== DESCRIPTION OF THE TASK ==
Wherever a line in the records below contains "window", copy that line.

== PROVIDED DATA ==
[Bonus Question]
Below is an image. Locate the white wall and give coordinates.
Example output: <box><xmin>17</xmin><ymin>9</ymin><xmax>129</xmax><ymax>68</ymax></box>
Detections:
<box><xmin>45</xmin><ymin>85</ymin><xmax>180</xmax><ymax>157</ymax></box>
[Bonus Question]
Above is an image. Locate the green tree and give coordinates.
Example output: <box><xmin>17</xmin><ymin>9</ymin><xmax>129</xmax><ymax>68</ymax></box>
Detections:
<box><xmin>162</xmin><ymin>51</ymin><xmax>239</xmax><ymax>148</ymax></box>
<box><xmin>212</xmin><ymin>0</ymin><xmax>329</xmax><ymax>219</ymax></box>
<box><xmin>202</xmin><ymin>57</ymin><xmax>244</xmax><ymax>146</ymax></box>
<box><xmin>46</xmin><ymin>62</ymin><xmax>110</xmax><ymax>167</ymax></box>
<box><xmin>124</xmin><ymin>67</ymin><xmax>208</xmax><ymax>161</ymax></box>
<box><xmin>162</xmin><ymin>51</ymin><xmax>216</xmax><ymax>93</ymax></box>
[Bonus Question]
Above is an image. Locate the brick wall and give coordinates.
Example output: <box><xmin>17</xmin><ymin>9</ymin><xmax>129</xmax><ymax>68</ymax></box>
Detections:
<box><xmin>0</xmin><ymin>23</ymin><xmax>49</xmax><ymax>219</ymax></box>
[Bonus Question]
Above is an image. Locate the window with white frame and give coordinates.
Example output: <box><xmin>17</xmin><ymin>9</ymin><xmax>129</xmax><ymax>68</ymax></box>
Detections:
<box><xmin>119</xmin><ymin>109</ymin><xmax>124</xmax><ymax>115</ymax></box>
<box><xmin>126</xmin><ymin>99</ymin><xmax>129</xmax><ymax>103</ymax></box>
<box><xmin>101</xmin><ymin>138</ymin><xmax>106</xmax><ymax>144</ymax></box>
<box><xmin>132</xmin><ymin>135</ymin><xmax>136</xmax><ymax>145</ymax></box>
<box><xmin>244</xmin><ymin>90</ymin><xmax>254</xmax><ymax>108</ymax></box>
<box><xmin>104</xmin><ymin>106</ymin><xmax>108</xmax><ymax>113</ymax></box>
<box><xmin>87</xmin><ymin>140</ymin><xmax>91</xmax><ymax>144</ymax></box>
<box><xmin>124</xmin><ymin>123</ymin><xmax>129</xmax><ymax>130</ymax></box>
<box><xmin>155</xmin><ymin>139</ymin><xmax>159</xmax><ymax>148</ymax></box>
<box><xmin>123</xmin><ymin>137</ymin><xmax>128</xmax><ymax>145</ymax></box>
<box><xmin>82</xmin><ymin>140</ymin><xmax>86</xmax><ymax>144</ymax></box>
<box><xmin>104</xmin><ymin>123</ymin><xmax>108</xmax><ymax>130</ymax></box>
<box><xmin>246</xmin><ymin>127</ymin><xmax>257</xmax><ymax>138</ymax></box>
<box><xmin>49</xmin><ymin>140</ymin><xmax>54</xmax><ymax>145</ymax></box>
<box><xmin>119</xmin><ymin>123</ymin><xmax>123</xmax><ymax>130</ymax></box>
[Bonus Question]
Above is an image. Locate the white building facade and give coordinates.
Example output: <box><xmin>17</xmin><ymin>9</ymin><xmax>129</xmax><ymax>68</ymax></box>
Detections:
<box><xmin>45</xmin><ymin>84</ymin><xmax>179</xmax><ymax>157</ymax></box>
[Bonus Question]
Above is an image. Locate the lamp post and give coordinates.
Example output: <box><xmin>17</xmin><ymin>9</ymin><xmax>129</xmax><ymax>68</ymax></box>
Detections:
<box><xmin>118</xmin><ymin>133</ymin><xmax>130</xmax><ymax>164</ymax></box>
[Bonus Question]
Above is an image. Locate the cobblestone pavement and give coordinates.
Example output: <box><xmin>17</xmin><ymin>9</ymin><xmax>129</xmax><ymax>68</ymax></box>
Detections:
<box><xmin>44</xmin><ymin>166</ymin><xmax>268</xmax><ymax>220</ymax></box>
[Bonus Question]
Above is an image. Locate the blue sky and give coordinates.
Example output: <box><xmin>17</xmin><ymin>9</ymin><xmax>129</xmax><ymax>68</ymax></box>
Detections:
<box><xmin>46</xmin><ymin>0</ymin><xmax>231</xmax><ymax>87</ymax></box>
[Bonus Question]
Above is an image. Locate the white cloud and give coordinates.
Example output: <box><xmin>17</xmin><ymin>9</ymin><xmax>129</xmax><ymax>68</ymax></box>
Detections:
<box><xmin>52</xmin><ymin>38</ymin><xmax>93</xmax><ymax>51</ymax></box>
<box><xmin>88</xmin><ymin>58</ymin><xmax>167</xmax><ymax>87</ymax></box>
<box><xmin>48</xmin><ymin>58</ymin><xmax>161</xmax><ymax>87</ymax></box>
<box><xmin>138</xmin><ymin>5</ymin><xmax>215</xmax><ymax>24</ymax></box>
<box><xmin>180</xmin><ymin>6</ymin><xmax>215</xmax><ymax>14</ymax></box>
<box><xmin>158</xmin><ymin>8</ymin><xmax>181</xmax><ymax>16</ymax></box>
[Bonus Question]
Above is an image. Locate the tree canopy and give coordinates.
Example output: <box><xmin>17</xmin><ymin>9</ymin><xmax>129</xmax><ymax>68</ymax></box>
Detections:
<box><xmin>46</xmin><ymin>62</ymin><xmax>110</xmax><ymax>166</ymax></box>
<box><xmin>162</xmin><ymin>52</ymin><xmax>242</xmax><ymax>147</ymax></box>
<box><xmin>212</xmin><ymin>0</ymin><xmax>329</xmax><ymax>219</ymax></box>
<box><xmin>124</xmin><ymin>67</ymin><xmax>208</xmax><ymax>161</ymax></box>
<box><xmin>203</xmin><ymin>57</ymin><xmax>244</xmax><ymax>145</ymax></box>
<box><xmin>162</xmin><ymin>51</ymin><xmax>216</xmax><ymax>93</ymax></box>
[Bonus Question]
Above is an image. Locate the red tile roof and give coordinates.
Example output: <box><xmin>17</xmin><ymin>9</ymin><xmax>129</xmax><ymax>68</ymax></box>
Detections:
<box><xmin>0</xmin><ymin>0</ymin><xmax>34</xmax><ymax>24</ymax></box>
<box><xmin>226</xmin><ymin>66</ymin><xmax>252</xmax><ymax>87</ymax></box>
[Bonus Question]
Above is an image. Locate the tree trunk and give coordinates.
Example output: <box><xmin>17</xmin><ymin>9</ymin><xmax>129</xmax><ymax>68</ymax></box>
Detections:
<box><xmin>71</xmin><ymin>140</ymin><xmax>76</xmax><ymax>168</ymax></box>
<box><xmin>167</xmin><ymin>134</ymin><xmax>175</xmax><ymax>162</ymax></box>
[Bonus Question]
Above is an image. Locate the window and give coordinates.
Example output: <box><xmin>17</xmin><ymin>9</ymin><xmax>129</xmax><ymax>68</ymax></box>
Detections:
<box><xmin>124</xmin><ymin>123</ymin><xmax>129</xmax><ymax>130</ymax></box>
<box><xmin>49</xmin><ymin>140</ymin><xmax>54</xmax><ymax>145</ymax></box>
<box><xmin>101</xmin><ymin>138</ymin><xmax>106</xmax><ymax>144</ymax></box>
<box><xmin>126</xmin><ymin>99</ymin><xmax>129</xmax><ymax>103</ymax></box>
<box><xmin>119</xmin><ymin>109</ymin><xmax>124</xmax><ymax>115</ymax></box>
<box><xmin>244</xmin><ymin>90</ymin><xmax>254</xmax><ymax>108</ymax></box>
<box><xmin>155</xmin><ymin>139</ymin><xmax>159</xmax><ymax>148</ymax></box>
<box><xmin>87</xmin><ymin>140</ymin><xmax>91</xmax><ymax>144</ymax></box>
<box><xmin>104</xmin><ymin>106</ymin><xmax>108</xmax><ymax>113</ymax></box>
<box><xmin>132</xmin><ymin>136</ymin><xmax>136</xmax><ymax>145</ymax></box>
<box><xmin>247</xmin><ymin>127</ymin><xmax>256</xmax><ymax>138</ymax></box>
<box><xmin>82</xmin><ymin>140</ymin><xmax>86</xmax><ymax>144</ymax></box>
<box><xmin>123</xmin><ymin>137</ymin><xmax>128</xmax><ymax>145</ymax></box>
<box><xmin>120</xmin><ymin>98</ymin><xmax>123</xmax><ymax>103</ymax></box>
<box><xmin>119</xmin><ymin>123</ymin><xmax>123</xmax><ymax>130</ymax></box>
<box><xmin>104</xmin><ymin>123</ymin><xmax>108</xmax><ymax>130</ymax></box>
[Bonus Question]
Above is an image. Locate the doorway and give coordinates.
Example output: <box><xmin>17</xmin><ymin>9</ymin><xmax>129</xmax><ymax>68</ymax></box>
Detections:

== EXERCISE ANSWER ==
Above is an image. Locate the window with white frame and give coordinates.
Above is an image. Locate the window and give coordinates.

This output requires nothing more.